(Point localization data)
· · · · ·

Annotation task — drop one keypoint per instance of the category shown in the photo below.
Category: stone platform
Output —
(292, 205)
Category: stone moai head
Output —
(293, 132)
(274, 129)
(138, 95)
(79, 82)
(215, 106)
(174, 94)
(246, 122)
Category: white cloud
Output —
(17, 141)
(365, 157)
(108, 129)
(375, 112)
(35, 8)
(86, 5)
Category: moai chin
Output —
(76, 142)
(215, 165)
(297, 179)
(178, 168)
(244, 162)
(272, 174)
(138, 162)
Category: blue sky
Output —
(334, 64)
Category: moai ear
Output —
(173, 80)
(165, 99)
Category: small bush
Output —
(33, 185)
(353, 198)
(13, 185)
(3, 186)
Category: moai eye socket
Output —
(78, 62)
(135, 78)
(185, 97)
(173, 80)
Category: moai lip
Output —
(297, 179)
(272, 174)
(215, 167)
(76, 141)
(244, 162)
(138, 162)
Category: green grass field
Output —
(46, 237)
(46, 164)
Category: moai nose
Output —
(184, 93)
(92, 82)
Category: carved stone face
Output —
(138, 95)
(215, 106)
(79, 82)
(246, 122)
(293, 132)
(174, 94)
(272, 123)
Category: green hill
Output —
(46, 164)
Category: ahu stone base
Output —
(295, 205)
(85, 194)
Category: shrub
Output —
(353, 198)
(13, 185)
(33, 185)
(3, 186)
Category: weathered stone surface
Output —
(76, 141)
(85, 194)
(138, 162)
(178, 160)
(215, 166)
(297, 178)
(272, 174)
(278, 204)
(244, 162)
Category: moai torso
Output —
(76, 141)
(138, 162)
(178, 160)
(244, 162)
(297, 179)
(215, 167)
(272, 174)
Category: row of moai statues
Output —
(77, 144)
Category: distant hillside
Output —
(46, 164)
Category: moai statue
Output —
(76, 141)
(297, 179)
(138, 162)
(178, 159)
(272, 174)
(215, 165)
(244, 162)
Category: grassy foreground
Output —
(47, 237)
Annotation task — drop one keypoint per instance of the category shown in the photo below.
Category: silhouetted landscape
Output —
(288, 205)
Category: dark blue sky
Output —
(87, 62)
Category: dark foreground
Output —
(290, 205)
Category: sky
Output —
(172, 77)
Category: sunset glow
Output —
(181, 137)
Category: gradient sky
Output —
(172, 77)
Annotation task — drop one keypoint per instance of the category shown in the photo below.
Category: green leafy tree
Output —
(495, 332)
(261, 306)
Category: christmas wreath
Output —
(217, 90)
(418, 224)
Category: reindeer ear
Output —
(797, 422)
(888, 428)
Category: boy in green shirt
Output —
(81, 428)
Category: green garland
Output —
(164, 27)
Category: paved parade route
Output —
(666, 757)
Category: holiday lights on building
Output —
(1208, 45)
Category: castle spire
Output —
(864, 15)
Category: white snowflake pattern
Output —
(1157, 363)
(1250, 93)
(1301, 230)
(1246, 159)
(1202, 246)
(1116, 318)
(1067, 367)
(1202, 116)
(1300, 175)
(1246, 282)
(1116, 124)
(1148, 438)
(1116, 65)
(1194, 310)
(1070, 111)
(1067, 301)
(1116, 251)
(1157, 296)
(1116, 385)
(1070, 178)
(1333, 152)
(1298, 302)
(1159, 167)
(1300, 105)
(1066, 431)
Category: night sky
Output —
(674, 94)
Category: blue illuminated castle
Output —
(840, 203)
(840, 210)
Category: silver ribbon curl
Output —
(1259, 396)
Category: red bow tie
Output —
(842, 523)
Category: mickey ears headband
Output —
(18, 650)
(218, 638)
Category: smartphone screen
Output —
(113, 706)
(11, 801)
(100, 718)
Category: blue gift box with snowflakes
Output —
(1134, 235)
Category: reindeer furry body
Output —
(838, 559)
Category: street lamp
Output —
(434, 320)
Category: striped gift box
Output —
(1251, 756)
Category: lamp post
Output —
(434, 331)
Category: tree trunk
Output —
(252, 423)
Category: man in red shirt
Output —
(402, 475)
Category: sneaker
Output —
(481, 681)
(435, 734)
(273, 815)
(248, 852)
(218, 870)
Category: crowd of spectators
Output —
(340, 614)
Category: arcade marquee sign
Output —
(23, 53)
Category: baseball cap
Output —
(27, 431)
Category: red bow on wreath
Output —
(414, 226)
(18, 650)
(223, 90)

· · · · ·

## WORK ITEM
Quote every line from the beginning of the entries up to and including the line that contains "Category: moai torso".

## EXERCISE RESPONSE
Annotation task — drop one keypoint per instance of the category shown in the photo below.
Category: stone platform
Output —
(292, 205)
Category: stone moai head
Output —
(293, 132)
(274, 129)
(138, 95)
(79, 82)
(215, 106)
(174, 94)
(246, 122)
Category: white cloud
Output —
(17, 141)
(365, 157)
(108, 129)
(375, 112)
(35, 8)
(86, 5)
Category: moai chin
Output —
(76, 142)
(215, 165)
(297, 179)
(178, 168)
(244, 162)
(272, 174)
(138, 162)
Category: blue sky
Output —
(334, 64)
Category: moai ear
Output —
(173, 80)
(165, 99)
Category: small bush
Output —
(33, 185)
(353, 198)
(13, 185)
(3, 186)
Category: moai eye socket
Output —
(78, 62)
(135, 78)
(185, 97)
(173, 80)
Category: moai lip
Output —
(297, 179)
(272, 174)
(215, 167)
(76, 141)
(244, 162)
(138, 162)
Category: green grass field
Output —
(46, 237)
(46, 164)
Category: moai nose
Output —
(184, 93)
(92, 82)
Category: carved stone face
Output —
(138, 95)
(215, 106)
(79, 82)
(246, 122)
(293, 132)
(174, 94)
(272, 123)
Category: green hill
Output —
(46, 164)
Category: ahu stone base
Output —
(295, 205)
(85, 194)
Category: shrub
Output —
(353, 198)
(13, 185)
(33, 185)
(3, 186)
Category: weathered stone surface
Output —
(76, 141)
(85, 194)
(138, 162)
(178, 160)
(215, 166)
(297, 178)
(272, 174)
(278, 204)
(244, 162)
Category: moai torso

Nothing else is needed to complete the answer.